The exercise
Format the records below as a numbered list with no blank lines, starting at the line containing "The query is: orange baseball cap" and ending at the last line of the records.

Records from a dataset

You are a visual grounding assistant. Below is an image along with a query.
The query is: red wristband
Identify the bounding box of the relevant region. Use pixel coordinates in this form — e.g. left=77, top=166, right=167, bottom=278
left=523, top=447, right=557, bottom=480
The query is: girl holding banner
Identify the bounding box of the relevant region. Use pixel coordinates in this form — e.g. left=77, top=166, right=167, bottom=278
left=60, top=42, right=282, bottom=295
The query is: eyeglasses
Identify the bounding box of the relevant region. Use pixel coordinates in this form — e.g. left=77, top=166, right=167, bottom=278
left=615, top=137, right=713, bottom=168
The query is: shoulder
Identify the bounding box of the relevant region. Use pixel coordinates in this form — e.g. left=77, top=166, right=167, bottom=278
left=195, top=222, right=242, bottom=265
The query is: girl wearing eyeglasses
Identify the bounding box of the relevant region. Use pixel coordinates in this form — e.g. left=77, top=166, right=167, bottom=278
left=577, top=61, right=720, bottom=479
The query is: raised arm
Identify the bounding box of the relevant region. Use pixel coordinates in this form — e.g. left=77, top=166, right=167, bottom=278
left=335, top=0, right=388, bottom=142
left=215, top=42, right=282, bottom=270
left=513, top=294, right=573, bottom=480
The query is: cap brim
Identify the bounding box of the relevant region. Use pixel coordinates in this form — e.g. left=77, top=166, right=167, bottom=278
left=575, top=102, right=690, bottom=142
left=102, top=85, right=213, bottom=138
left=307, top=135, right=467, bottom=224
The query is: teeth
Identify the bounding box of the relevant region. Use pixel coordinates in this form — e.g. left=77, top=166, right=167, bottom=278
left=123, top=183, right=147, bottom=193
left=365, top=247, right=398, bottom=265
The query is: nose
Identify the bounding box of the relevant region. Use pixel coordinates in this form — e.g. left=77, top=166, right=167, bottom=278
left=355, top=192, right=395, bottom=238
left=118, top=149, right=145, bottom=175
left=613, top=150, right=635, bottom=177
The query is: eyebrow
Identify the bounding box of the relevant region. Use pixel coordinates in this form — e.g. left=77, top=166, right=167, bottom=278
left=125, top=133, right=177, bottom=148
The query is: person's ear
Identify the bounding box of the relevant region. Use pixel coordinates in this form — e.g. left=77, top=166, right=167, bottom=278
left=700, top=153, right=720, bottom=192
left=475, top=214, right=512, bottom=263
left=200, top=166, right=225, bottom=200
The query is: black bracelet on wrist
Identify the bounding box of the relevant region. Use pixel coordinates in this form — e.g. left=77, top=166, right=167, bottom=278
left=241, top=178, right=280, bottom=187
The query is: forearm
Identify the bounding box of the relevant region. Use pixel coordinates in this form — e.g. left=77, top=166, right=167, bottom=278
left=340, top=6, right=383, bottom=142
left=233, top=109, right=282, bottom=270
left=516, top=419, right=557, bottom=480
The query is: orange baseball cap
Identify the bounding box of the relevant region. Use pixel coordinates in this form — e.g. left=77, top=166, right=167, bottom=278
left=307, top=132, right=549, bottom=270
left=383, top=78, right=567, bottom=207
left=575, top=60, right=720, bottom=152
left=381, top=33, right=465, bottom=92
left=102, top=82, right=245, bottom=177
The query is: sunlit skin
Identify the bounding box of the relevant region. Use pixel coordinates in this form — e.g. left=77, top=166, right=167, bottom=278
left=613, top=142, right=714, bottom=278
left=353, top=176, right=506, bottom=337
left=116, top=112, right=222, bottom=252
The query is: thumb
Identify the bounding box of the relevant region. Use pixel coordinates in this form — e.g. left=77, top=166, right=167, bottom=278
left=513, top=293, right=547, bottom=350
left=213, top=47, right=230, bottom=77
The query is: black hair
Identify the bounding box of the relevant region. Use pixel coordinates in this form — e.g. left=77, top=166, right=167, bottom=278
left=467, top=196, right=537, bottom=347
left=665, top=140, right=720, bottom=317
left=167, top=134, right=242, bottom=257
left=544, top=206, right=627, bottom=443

Problem solution
1. The query is: orange baseball cap
2. Identify the bounding box of the relevant region. Use pixel coordinates in this form — e.g. left=77, top=166, right=167, bottom=278
3. left=307, top=132, right=549, bottom=270
4. left=383, top=78, right=567, bottom=207
5. left=575, top=60, right=720, bottom=152
6. left=381, top=33, right=465, bottom=92
7. left=102, top=82, right=245, bottom=177
8. The query is: sunlit skin
9. Identify the bounding box of the relevant region. Use pixel coordinates in this form — e.g. left=77, top=166, right=167, bottom=278
10. left=613, top=142, right=714, bottom=278
11. left=353, top=176, right=506, bottom=337
12. left=116, top=112, right=222, bottom=252
13. The query is: thumb
14. Identify the bounding box of the relevant region. Use pixel coordinates in this form — e.g. left=77, top=166, right=167, bottom=278
15. left=513, top=293, right=547, bottom=350
16. left=213, top=47, right=230, bottom=77
17. The query is: black hair
18. Identify the bounding box of the relevant region. Use pixel coordinates in this form — e.g. left=77, top=166, right=167, bottom=278
19. left=467, top=196, right=537, bottom=347
20. left=665, top=140, right=720, bottom=317
21. left=167, top=134, right=242, bottom=257
22. left=544, top=206, right=627, bottom=443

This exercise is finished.